#### Instruction:
Recast the lines below as a numbered list and leave out any blank lines. Begin at the first line of the records and stop after the line that contains "[(79, 187), (12, 178), (143, 184), (328, 169)]", including both ends.

#### Source records:
---*---
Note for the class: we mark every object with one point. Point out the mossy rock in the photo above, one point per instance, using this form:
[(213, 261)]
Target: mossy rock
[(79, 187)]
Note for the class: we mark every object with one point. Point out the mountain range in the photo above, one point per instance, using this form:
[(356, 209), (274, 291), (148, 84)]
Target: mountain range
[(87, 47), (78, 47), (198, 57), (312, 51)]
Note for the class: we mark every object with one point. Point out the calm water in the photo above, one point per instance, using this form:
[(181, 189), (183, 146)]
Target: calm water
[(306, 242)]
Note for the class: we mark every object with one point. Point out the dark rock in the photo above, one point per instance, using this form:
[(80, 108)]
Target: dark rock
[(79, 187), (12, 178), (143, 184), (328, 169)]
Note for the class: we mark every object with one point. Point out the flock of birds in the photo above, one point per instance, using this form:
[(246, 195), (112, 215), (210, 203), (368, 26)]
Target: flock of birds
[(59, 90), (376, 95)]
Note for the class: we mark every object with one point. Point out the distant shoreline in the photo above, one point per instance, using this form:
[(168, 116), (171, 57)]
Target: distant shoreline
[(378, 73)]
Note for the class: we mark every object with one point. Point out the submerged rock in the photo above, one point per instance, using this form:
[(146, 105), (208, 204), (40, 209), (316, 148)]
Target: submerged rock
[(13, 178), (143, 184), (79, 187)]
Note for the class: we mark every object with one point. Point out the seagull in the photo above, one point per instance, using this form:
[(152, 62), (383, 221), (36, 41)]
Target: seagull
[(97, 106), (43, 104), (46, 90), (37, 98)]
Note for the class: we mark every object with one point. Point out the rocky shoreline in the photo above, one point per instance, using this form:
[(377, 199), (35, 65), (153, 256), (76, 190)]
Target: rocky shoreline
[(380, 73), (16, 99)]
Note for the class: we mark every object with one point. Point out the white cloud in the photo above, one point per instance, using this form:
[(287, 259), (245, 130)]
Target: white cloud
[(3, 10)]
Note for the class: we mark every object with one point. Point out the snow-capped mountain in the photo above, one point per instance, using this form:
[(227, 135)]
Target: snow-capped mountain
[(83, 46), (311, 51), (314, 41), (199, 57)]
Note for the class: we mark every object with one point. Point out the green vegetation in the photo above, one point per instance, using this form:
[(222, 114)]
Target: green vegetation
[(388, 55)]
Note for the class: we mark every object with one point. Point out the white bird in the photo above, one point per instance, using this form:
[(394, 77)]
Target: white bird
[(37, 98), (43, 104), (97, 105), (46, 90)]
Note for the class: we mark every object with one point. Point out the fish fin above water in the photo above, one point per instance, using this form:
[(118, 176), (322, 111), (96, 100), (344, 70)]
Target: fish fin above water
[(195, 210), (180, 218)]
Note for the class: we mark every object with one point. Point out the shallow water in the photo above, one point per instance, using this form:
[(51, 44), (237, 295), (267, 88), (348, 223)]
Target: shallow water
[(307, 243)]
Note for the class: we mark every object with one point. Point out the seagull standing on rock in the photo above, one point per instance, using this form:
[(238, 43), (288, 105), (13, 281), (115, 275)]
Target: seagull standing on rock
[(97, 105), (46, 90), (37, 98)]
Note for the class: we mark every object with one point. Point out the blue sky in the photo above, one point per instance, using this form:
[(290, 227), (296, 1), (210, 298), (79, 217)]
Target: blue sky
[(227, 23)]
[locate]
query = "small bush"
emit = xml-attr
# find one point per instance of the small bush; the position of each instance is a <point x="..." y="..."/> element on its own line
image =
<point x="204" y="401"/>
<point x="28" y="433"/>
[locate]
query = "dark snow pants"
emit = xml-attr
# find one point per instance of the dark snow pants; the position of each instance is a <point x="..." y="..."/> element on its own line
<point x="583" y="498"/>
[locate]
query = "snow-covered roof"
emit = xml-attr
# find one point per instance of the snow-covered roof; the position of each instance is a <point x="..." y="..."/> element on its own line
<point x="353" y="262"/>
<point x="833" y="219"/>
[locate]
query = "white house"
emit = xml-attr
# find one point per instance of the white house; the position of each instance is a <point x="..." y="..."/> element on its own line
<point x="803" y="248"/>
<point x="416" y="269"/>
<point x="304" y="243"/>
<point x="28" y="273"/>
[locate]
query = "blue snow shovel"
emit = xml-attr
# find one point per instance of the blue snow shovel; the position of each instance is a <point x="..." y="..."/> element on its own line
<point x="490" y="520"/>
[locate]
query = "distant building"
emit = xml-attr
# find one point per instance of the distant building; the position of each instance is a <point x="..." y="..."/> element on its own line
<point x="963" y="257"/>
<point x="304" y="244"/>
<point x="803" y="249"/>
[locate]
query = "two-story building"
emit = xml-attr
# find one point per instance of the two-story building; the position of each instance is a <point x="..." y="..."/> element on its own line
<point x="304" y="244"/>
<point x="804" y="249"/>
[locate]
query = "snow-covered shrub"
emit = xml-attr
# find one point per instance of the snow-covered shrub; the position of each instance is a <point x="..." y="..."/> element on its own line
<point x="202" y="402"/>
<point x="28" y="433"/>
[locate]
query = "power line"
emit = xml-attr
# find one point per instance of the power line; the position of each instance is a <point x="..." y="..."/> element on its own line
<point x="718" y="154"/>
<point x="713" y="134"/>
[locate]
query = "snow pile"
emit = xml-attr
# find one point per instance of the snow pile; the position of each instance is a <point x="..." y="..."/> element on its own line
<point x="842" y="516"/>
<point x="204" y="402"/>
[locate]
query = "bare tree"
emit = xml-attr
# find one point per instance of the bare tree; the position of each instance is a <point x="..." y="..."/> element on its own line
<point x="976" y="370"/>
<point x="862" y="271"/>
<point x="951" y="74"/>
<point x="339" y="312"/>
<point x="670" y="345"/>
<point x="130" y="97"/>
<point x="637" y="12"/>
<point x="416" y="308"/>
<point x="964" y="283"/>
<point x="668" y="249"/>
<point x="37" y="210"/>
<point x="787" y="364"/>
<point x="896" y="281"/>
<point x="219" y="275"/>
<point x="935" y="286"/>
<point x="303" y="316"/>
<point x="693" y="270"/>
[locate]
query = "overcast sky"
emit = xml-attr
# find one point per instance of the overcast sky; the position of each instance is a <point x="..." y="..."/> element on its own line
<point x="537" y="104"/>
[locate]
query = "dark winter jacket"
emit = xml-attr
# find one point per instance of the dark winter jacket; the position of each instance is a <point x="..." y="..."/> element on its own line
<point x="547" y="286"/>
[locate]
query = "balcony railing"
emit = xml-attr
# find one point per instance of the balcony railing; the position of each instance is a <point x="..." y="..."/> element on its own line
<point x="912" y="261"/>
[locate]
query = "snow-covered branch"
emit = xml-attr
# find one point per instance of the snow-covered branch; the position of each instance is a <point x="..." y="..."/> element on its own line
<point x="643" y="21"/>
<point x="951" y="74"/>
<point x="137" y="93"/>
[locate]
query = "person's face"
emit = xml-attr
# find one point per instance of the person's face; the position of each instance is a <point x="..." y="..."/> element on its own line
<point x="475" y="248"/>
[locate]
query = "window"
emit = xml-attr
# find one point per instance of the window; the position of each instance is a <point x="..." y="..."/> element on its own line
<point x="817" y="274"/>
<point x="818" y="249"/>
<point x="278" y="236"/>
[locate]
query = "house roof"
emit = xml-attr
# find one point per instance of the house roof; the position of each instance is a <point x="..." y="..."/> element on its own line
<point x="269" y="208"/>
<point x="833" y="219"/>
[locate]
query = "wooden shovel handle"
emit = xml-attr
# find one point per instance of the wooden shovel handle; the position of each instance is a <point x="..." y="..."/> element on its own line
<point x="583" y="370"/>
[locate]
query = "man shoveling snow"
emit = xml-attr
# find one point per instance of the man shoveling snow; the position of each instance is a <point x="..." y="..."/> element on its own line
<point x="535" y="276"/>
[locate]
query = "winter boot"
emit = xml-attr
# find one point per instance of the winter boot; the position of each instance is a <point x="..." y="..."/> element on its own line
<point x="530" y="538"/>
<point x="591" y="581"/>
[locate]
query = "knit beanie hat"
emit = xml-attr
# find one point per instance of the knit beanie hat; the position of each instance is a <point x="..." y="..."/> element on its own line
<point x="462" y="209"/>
---*---
#### Completed task:
1. Note for the class: we mark every object with one point. Point out the mossy rock in the photo above, one point per instance, using this form:
2. [(213, 261)]
3. Target: mossy rock
4. [(79, 187)]
5. Note for the class: we mark every object with one point. Point out the mountain range in the photo above, one point per instance, using this form:
6. [(356, 209), (274, 291), (148, 84)]
7. Target: mountain range
8. [(87, 47), (78, 47), (198, 57), (312, 51)]
9. Note for the class: we mark every object with one point. Point out the calm water in the photo above, one point per instance, using this form:
10. [(181, 189), (183, 146)]
11. Target: calm water
12. [(306, 242)]
13. Note for the class: we mark every object with one point. Point out the dark rock in the photo above, one point per instance, using this form:
14. [(80, 108)]
15. Target: dark rock
16. [(79, 187), (12, 178), (143, 184), (328, 169)]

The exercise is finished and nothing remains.